## WORK ORDER
An exact reproduction of all entries is required.

## Records from a collection

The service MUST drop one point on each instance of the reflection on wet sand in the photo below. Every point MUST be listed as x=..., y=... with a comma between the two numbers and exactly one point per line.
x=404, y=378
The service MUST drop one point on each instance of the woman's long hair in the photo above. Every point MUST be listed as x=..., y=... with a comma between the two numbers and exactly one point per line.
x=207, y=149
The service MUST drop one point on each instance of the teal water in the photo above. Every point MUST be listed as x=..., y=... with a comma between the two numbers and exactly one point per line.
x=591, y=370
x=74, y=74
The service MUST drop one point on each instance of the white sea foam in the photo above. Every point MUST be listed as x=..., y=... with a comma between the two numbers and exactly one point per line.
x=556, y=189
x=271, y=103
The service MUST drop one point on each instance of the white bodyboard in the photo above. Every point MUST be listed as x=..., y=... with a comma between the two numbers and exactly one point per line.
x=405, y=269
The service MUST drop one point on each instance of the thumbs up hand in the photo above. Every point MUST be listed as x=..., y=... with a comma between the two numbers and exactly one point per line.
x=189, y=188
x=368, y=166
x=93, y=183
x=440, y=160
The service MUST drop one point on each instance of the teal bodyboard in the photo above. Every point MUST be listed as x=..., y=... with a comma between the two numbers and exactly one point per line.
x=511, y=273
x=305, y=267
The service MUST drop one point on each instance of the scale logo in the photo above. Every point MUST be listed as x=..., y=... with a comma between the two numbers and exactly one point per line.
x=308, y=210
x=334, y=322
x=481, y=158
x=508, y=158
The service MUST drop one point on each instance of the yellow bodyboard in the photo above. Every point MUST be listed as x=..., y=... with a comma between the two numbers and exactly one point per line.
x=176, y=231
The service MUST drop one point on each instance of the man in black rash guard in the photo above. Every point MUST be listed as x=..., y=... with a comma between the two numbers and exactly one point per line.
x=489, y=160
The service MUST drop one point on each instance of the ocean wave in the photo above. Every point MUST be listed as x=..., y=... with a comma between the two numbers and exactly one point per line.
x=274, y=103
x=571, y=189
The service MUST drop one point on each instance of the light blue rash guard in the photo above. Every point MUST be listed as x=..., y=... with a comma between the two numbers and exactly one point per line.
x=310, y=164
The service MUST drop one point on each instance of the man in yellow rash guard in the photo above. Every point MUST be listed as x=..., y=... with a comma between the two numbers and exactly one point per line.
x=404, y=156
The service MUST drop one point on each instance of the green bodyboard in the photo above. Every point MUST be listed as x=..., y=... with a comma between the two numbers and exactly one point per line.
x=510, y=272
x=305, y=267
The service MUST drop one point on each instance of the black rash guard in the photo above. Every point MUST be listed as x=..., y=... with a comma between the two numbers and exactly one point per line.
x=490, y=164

## EXERCISE ANSWER
The service MUST drop one point on each instance of the reflection on wet sand in the photo below. Every point MUST be listed as x=..., y=... with a comma between the two numbers and exactly one point per line.
x=404, y=378
The service MUST drop one point on each instance of the woman's long hair in the photo above. Every point MUST be listed as x=..., y=... with a comma between the two numbers and exactly one point per line.
x=207, y=149
The service MUST drop one point on each instance of the teal water in the photo above. Every point MUST be listed as x=..., y=... with a comma between the two numbers and exactly one point per line.
x=591, y=370
x=74, y=74
The service MUST drop one point on each instance of the white sea foam in the photo above. Every point MUST be listed as x=..., y=... with a comma between the two numbers and exactly one point per line.
x=556, y=189
x=271, y=103
The service MUST drop one point on each instance of the white bodyboard in the photo above. Every point MUST be listed as x=..., y=... with a comma between the two numbers and exactly one point per line.
x=405, y=269
The service MUST drop one point on each instance of the thumbs up hand in the photo above. Every point MUST be listed as x=..., y=... with a comma between the two numbers and exactly one point per line.
x=189, y=188
x=368, y=166
x=93, y=183
x=440, y=160
The service MUST drop one point on each instance of the teal bodyboard in the photo above. Every point MUST be listed as x=..., y=... with a comma between the two numbers and exactly one point per line.
x=511, y=273
x=305, y=267
The service MUST drop one point on each instance of the scale logo in the photo above. Every point MUST be listed as x=..., y=... with a comma between the two numbers and exactly one point per line.
x=308, y=210
x=334, y=322
x=481, y=158
x=508, y=158
The service MUST drop one point on each instance of the yellow bodyboard in the photo above. Every point MUST be listed as x=..., y=... with a comma between the two numbers and exactly one point per line.
x=176, y=231
The service MUST drop one point on each instance of the man in black rash guard in the photo above. Every point MUST be listed as x=..., y=... with a comma between the two numbers and exactly one point per line.
x=489, y=160
The service MUST drop one point on each instance of the ocean wave in the photo above. Every point MUST be listed as x=..., y=... with a comma between the two numbers and exactly one point per line.
x=274, y=103
x=571, y=189
The service MUST drop one point on each instance of the light blue rash guard in the photo above. Every point MUST be listed as x=..., y=... with a comma between the two numbers and exactly one point per line.
x=310, y=164
The service MUST drop one point on each instance of the man in yellow rash guard in the photo above. Every point MUST be listed as x=..., y=... with a comma between the two numbers and exactly one point per line.
x=404, y=156
The service MUST drop one point on each instance of the green bodyboard in the photo above. Every point MUST be listed as x=..., y=... with a comma between the two numbers and exactly one point per line.
x=510, y=272
x=305, y=267
The service MUST drop one point on each instance of the black rash guard in the photo above. Every point MUST be listed as x=..., y=... with a comma between the two numbers and exactly one point per line.
x=490, y=164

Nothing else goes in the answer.